═════ Source excerpt ═════

An Open Letter to the JCP Executive Committee - aardvark179
http://mreinhold.org/blog/to-the-jcp-ec
======
raulk
JBI déjà vu. I see some parallelism between this JSR and the Java Business
Integration (JBI, JSR-208) JSR back in 2005.

Instead of building a standard for integration, they ended up specifying a
standard for interoperability between integration components from different
vendors, i.e. a "meta"-integration system (using the same term as the author).

The result was a spec that allowed an (a) HTTP adapter from Oracle to exchange
data with a (b) File adapter from IBM – through (c) an ESB implemented by
TIBCO, for example. Essentially something that nobody would even think of
deploying (in the era of proprietary, expensive and lock-in middleware).

Obviously the standard was DOA and had very little traction. Not even the JSR
members implemented it. The only memorable implementation was Apache
ServiceMix, which later transitioned to OSGi, spinning off its kernel as
Apache Karaf.

═════ Data segment ═════

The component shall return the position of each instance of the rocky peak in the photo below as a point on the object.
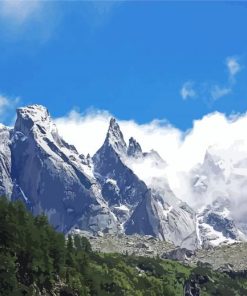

═════

## Task list
a – The forum thread about the JCP open letter describes a hypothetical exchange among components labeled (a), (b), and (c). List each of these three components together with the company it is attributed to.
b – From the forum thread about the JCP open letter, return the passage that begins at the words "The result was" and stops after the words "and lock-in middleware).".

## Answers to the problems
a –
(a) an HTTP adapter from Oracle
(b) a File adapter from IBM
(c) an ESB implemented by TIBCO

b –
The result was a spec that allowed an (a) HTTP adapter from Oracle to exchange
data with a (b) File adapter from IBM – through (c) an ESB implemented by
TIBCO, for example. Essentially something that nobody would even think of
deploying (in the era of proprietary, expensive and lock-in middleware).